■ **What to work on**
Reproduce the stretch from the start of the records through the line containing "Query: blue sky", renaming "segmenter" to "annotator" and leaving everything else unchanged. Omit the pictures from the output.

┄┄┄┄┄┄

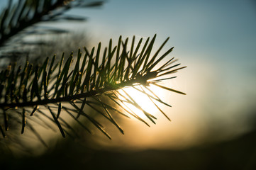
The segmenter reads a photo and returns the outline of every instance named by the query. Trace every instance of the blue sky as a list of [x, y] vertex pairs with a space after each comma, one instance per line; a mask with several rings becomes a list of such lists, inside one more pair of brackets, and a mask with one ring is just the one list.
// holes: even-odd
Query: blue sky
[[[159, 46], [169, 36], [167, 46], [174, 46], [171, 56], [188, 66], [177, 80], [167, 83], [187, 94], [171, 98], [174, 107], [167, 112], [173, 121], [141, 131], [132, 129], [128, 138], [139, 131], [136, 137], [160, 139], [148, 140], [143, 146], [172, 147], [200, 139], [211, 130], [216, 130], [221, 138], [247, 130], [256, 99], [253, 1], [110, 0], [98, 9], [74, 11], [89, 17], [80, 28], [96, 41], [157, 33]], [[162, 129], [165, 133], [160, 132]], [[134, 146], [140, 142], [135, 141]]]
[[[187, 94], [167, 98], [173, 108], [165, 111], [172, 122], [160, 118], [160, 123], [147, 128], [128, 121], [123, 124], [127, 138], [116, 136], [112, 144], [171, 147], [196, 142], [211, 130], [226, 138], [248, 130], [247, 121], [255, 114], [256, 2], [108, 0], [100, 8], [69, 13], [88, 17], [85, 23], [65, 26], [85, 31], [93, 44], [120, 35], [139, 38], [157, 33], [157, 48], [170, 37], [171, 57], [188, 67], [167, 83]], [[126, 143], [133, 137], [159, 140]]]

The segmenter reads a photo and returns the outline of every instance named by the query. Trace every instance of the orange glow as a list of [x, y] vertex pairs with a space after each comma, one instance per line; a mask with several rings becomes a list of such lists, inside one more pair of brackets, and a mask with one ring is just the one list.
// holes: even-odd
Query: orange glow
[[[150, 91], [147, 89], [150, 89]], [[145, 120], [148, 119], [142, 110], [155, 117], [157, 117], [157, 114], [160, 113], [157, 107], [154, 104], [154, 103], [157, 104], [158, 102], [154, 99], [150, 99], [149, 96], [157, 98], [157, 96], [163, 96], [163, 91], [157, 86], [151, 86], [147, 87], [147, 89], [140, 86], [135, 86], [134, 88], [126, 87], [123, 90], [119, 91], [120, 95], [118, 96], [121, 100], [128, 101], [124, 102], [123, 106]], [[149, 96], [142, 92], [143, 91]], [[154, 91], [155, 94], [152, 94], [150, 91]], [[129, 101], [133, 102], [135, 105], [138, 104], [138, 106], [135, 106], [129, 103]]]

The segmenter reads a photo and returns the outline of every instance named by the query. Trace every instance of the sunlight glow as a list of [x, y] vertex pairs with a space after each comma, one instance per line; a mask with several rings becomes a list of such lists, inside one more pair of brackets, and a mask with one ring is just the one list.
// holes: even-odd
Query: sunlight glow
[[[123, 89], [118, 91], [118, 92], [120, 93], [120, 95], [118, 95], [120, 99], [128, 101], [123, 102], [123, 106], [145, 120], [148, 120], [148, 118], [141, 109], [144, 110], [145, 112], [152, 115], [155, 117], [157, 117], [157, 114], [161, 114], [161, 112], [154, 104], [155, 103], [155, 104], [158, 105], [159, 102], [152, 98], [152, 101], [154, 102], [153, 103], [150, 99], [149, 96], [148, 96], [142, 91], [143, 91], [144, 90], [145, 92], [146, 92], [149, 96], [152, 96], [155, 98], [157, 98], [157, 96], [163, 96], [164, 92], [163, 91], [161, 91], [160, 88], [155, 86], [148, 86], [147, 88], [150, 89], [150, 91], [145, 87], [142, 87], [141, 86], [134, 86], [134, 87], [125, 87]], [[141, 91], [140, 91], [139, 90]], [[150, 91], [154, 91], [155, 94], [152, 94]], [[155, 96], [155, 95], [156, 95], [157, 96]], [[138, 106], [135, 106], [135, 105], [129, 103], [129, 101], [135, 103], [135, 105], [136, 105], [137, 103]], [[140, 109], [140, 108], [141, 109]]]

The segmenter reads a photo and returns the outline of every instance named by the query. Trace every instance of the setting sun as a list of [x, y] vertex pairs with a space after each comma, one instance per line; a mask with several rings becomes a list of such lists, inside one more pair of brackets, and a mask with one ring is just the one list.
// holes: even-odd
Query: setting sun
[[[152, 91], [154, 91], [154, 94]], [[135, 86], [133, 87], [126, 87], [119, 90], [118, 92], [120, 93], [118, 97], [121, 100], [126, 101], [126, 102], [123, 103], [123, 106], [136, 114], [140, 118], [143, 120], [148, 119], [145, 113], [149, 113], [154, 117], [157, 117], [157, 114], [161, 113], [161, 111], [156, 106], [158, 102], [152, 98], [158, 98], [158, 96], [163, 96], [164, 91], [160, 88], [155, 86], [146, 88], [141, 86]]]

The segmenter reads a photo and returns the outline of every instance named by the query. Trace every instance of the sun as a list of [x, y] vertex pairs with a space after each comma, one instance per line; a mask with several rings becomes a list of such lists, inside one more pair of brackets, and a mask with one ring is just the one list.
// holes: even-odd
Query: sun
[[163, 91], [160, 88], [155, 86], [144, 87], [138, 85], [133, 87], [125, 87], [119, 90], [118, 92], [120, 99], [126, 101], [126, 102], [123, 102], [123, 106], [140, 118], [148, 119], [142, 110], [155, 117], [157, 117], [157, 114], [160, 114], [160, 110], [155, 106], [158, 102], [154, 99], [157, 98], [157, 96], [164, 95]]

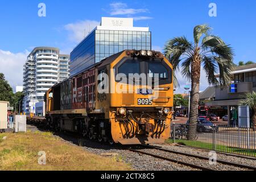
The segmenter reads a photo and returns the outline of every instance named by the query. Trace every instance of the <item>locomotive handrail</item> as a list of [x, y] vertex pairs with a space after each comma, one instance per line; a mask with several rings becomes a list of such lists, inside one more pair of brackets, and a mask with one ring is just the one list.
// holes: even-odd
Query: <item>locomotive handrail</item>
[[[171, 99], [170, 97], [152, 97], [151, 98], [152, 100], [153, 100], [152, 102], [169, 102], [170, 100]], [[155, 100], [157, 99], [167, 99], [168, 101], [166, 102], [156, 102]], [[155, 100], [155, 101], [154, 101], [154, 100]]]
[[171, 89], [170, 86], [166, 87], [158, 87], [154, 88], [154, 90], [169, 90]]

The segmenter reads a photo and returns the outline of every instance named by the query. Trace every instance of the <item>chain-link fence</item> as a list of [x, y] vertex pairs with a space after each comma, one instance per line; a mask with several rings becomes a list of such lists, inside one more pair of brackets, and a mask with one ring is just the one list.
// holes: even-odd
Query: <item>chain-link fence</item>
[[171, 143], [256, 157], [256, 131], [213, 123], [172, 124]]

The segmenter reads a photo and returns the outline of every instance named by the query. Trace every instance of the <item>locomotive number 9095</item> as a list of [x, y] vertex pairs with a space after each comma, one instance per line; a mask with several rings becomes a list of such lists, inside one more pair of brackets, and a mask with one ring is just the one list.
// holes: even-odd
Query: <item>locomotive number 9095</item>
[[152, 105], [153, 101], [152, 99], [149, 98], [139, 98], [138, 99], [138, 105]]

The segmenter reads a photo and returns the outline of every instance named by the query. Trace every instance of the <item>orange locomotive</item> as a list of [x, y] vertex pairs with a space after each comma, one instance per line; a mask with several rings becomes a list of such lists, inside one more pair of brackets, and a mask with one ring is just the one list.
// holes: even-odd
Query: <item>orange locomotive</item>
[[[141, 78], [134, 84], [135, 78], [129, 77], [143, 73], [152, 84]], [[163, 143], [171, 130], [172, 73], [159, 52], [127, 50], [111, 56], [46, 92], [47, 125], [112, 143]]]

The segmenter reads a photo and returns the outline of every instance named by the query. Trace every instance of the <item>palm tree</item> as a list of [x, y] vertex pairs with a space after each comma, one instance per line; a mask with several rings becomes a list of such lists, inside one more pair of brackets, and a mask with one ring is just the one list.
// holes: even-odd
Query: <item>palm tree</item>
[[242, 100], [241, 104], [248, 106], [254, 112], [253, 117], [253, 130], [256, 129], [256, 92], [248, 92], [245, 94], [245, 99]]
[[[209, 84], [214, 86], [229, 84], [234, 66], [232, 48], [220, 37], [209, 35], [210, 29], [206, 24], [198, 25], [194, 28], [194, 42], [189, 42], [184, 36], [176, 37], [168, 41], [164, 48], [174, 72], [181, 65], [182, 74], [191, 81], [191, 124], [196, 123], [198, 117], [201, 66], [207, 73]], [[215, 76], [218, 72], [218, 79]], [[189, 127], [189, 139], [194, 139], [196, 127]]]

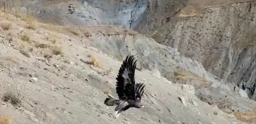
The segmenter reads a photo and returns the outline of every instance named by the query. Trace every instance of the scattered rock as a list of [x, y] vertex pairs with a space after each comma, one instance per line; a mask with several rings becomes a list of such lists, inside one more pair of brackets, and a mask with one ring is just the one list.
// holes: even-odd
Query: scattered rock
[[181, 101], [183, 105], [184, 105], [185, 107], [187, 106], [187, 104], [186, 104], [186, 101], [184, 97], [178, 97], [178, 99]]
[[31, 77], [30, 82], [37, 82], [38, 79], [36, 77]]
[[190, 95], [194, 95], [195, 94], [195, 89], [193, 85], [182, 85], [181, 88], [184, 92], [187, 92]]

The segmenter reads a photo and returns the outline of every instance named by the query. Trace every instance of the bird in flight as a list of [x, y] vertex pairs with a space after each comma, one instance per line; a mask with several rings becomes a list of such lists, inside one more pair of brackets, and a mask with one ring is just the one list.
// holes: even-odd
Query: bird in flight
[[119, 99], [114, 98], [111, 95], [104, 101], [107, 106], [117, 106], [114, 118], [117, 118], [120, 113], [130, 107], [143, 108], [141, 98], [144, 93], [145, 84], [136, 83], [134, 79], [136, 60], [133, 55], [127, 56], [123, 60], [117, 75], [116, 91]]

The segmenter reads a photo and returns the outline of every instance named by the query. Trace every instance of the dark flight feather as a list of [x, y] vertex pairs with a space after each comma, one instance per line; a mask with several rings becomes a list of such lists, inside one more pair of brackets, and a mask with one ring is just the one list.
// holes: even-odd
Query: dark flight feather
[[136, 99], [136, 85], [134, 79], [137, 60], [134, 56], [127, 56], [123, 60], [117, 77], [117, 94], [122, 100]]

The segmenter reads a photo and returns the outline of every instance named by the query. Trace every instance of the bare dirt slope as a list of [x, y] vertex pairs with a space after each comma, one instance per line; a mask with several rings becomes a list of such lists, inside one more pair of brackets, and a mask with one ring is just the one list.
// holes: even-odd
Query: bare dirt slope
[[2, 99], [0, 115], [15, 123], [242, 123], [200, 101], [193, 86], [148, 70], [136, 71], [136, 79], [146, 83], [146, 108], [130, 109], [114, 119], [114, 108], [103, 104], [104, 91], [115, 95], [121, 61], [90, 47], [85, 37], [81, 41], [0, 14], [0, 95], [11, 92], [21, 100], [14, 106]]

┄┄┄┄┄┄

■ **Task solution**
The annotator reads a photo and returns the outline of every instance named by the query. Trace every instance of the blue sky as a list of [x, y] vertex pairs with a space after each comma, one instance per line; a mask with several rings becomes a list of such lists, inside one more pair of brackets, and a mask with one ring is just the one list.
// holes: even-odd
Query: blue sky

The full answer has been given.